- [Fragmento del texto]
-*-

El motor se arrancó. Entonces entre un muchacho Fernando y yo nos llevamos el
motor, al muerto se lo llevaron, y esa moto quedó despedazada ahí, nosotros nos
llevamos las partes. Y yo con eso me armé un helicóptero en ese tiempo. Las
cuchillas las hicimos, las aspas, de un material llamado silicio que logramos
conseguir en esa época por allá por los lados de Jamundí, en una fábrica de
helicópteros y avionetas: Coohelicópteros y Avionetas. Por ahí
conseguimos unas aletas de un aparato de esos, y aluminio y madera. Montamos el
motor al centro, le montamos rotor de cola, porque sin el rotor de cola eso no
sirve para nada. Un helicóptero es un molino sino llega a tener el rotor de
cola. Lo armamos y salimos y volamos de acá de la casa paterna del barrio
Ricaurte. Tuvimos que cruzar todo el pueblo, íbamos para Cali. Y sucede que acá
en Consuegra[2] nos despistamos de la carretera,
no había pavimentada en ese tiempo, apenas era la brecha de la carretera. Y una
manguera se nos salió de uno de los tanques de gasolina que era un galón, y
entonces al meter la manguera ya vimos que le entró aire y por supuesto había
que bajarlo. Y en la bajada se le rompieron unas piezas de madera; por lo tanto
no lo pudimos volar de nuevo, ese terminó ahí su ciclo porque no pudimos más
con él. El motor si nos lo trajimos y lo colocamos después como sierra para
cortar madera, se lo adaptamos, pero lo demás se perdió.»
***
No
había podido ser el camino de la radio, pero no era el único camino a seguir.

-*-

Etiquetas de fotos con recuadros
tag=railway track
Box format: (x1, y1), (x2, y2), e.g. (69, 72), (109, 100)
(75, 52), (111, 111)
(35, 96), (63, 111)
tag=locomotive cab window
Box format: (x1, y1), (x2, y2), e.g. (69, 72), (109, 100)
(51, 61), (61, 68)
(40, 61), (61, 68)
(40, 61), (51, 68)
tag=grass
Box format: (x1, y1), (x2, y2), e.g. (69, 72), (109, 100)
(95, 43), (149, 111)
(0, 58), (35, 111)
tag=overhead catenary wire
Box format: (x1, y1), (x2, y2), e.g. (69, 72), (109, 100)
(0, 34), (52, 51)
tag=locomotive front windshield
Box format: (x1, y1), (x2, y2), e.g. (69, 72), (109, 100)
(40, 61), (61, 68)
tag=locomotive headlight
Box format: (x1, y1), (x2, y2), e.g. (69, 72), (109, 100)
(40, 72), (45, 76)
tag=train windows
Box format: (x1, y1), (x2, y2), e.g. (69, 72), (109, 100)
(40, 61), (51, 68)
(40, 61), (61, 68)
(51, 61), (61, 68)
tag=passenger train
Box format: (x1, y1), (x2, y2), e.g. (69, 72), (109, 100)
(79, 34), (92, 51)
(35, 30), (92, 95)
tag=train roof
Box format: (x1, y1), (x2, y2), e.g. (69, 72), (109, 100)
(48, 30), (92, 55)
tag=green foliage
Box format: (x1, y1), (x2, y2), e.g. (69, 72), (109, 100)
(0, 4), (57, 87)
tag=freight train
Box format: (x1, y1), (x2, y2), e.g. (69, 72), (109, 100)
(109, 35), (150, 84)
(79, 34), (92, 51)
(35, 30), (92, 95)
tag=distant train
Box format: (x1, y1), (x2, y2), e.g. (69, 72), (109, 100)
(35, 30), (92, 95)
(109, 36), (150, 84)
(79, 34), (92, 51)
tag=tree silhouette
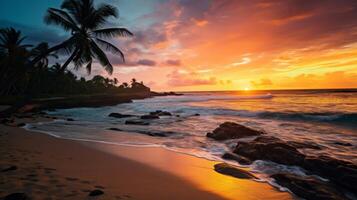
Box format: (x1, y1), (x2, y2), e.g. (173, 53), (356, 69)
(31, 0), (133, 74)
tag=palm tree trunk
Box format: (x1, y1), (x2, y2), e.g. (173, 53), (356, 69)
(29, 39), (69, 67)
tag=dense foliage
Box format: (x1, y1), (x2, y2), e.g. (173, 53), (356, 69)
(0, 0), (146, 96)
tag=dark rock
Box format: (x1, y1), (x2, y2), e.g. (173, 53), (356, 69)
(125, 120), (150, 125)
(234, 136), (357, 195)
(3, 193), (30, 200)
(222, 152), (252, 165)
(150, 110), (172, 116)
(334, 142), (353, 147)
(89, 190), (104, 197)
(207, 122), (264, 140)
(108, 128), (123, 131)
(1, 118), (15, 124)
(16, 123), (26, 127)
(214, 163), (256, 179)
(138, 131), (173, 137)
(302, 156), (357, 194)
(272, 174), (347, 200)
(140, 114), (160, 119)
(287, 141), (321, 150)
(234, 136), (305, 165)
(1, 165), (17, 172)
(108, 113), (133, 118)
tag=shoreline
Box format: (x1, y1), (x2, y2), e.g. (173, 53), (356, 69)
(0, 91), (182, 119)
(0, 119), (292, 199)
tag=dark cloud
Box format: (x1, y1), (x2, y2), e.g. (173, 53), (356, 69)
(0, 20), (68, 45)
(137, 59), (156, 66)
(166, 60), (181, 66)
(250, 78), (273, 87)
(167, 71), (219, 87)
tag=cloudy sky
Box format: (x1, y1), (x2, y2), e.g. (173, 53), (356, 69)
(0, 0), (357, 91)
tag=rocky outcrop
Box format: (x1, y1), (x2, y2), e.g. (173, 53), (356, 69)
(140, 115), (160, 119)
(2, 193), (31, 200)
(214, 163), (256, 179)
(108, 113), (133, 118)
(234, 136), (305, 165)
(150, 110), (172, 116)
(302, 156), (357, 194)
(125, 120), (150, 126)
(222, 152), (252, 165)
(88, 190), (104, 197)
(207, 122), (264, 140)
(287, 141), (322, 150)
(108, 128), (123, 131)
(272, 174), (347, 200)
(137, 131), (174, 137)
(234, 136), (357, 194)
(1, 165), (17, 172)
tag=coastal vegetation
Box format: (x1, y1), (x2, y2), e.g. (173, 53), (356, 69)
(0, 0), (150, 97)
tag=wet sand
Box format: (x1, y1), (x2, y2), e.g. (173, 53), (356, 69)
(0, 116), (292, 200)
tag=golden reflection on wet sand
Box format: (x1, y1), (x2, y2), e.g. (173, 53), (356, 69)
(87, 137), (293, 200)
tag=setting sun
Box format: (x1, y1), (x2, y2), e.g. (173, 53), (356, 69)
(0, 0), (357, 200)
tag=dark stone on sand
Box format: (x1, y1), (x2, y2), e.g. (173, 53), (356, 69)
(125, 120), (150, 126)
(138, 131), (173, 137)
(302, 156), (357, 195)
(89, 190), (104, 197)
(234, 136), (305, 165)
(234, 136), (357, 195)
(222, 152), (252, 165)
(16, 123), (26, 127)
(3, 193), (30, 200)
(207, 122), (264, 140)
(1, 165), (17, 172)
(140, 114), (160, 119)
(287, 141), (321, 150)
(108, 128), (123, 131)
(334, 142), (353, 147)
(1, 118), (15, 124)
(150, 110), (172, 116)
(214, 163), (256, 179)
(108, 113), (133, 118)
(272, 174), (347, 200)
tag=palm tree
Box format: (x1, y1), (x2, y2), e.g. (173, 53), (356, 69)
(31, 0), (133, 74)
(0, 28), (31, 94)
(31, 42), (58, 67)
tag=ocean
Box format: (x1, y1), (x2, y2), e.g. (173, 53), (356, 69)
(26, 89), (357, 182)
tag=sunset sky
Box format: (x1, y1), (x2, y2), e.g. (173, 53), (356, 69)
(0, 0), (357, 91)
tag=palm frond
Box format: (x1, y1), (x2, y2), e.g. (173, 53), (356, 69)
(61, 0), (82, 23)
(45, 8), (79, 31)
(96, 38), (125, 62)
(93, 28), (133, 38)
(86, 60), (92, 74)
(87, 4), (118, 29)
(91, 41), (113, 74)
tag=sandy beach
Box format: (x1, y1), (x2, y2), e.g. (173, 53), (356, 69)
(0, 116), (292, 199)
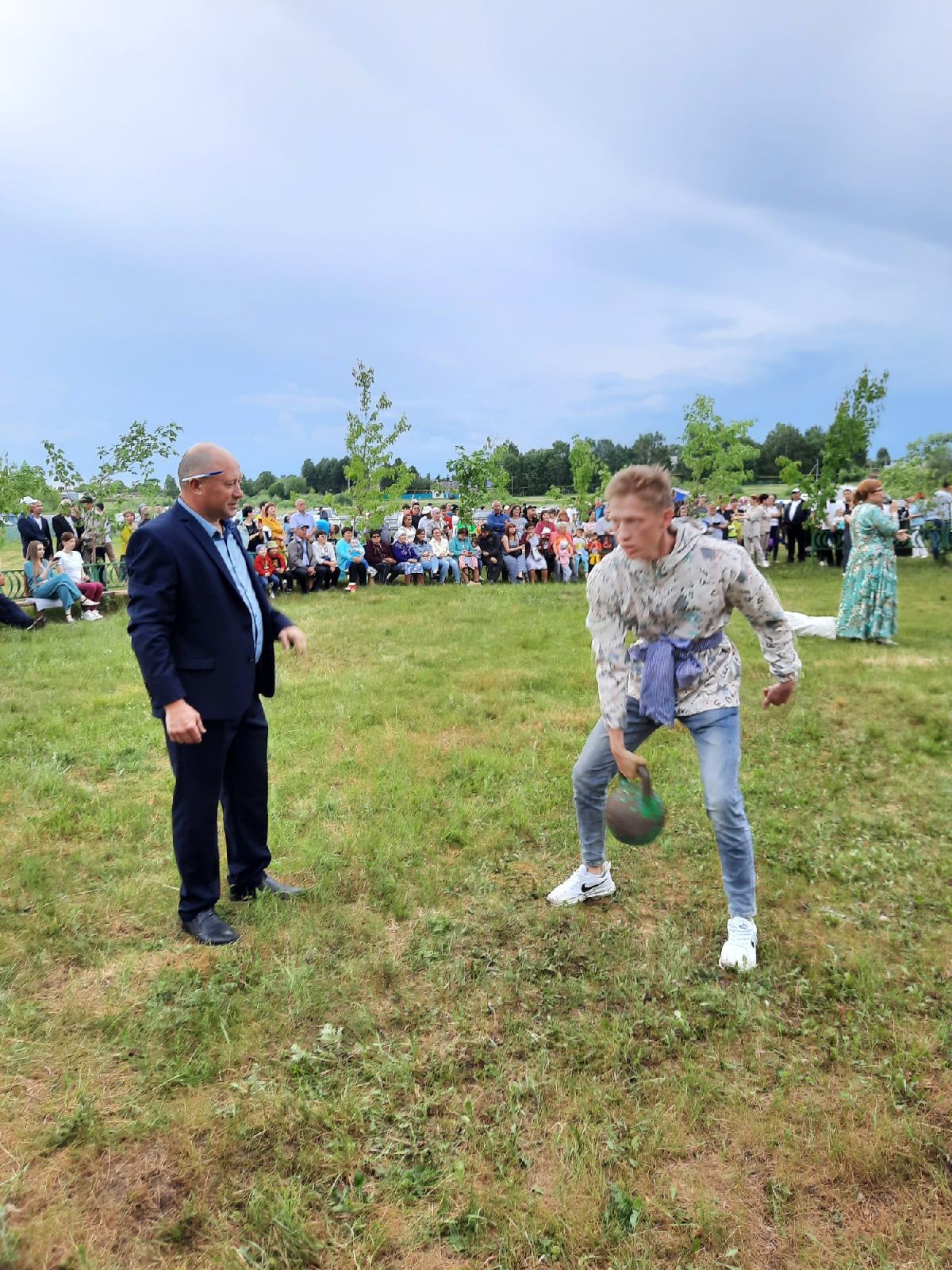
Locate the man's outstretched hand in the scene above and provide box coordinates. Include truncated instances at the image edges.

-*-

Di si cada afirmación concuerda con el fragmento sobre el helicóptero casero que aparece arriba. Contesta sí o no y cita las palabras exactas del fragmento que lo deciden.
1. Las aspas se fabricaron con silicio.
2. Después de la bajada, el helicóptero volvió a volar.
3. Más tarde el motor sirvió como sierra para cortar madera.

1. Sí: «de un material llamado silicio»
2. No: «no lo pudimos volar de nuevo»
3. Sí: «lo colocamos después como sierra para cortar madera»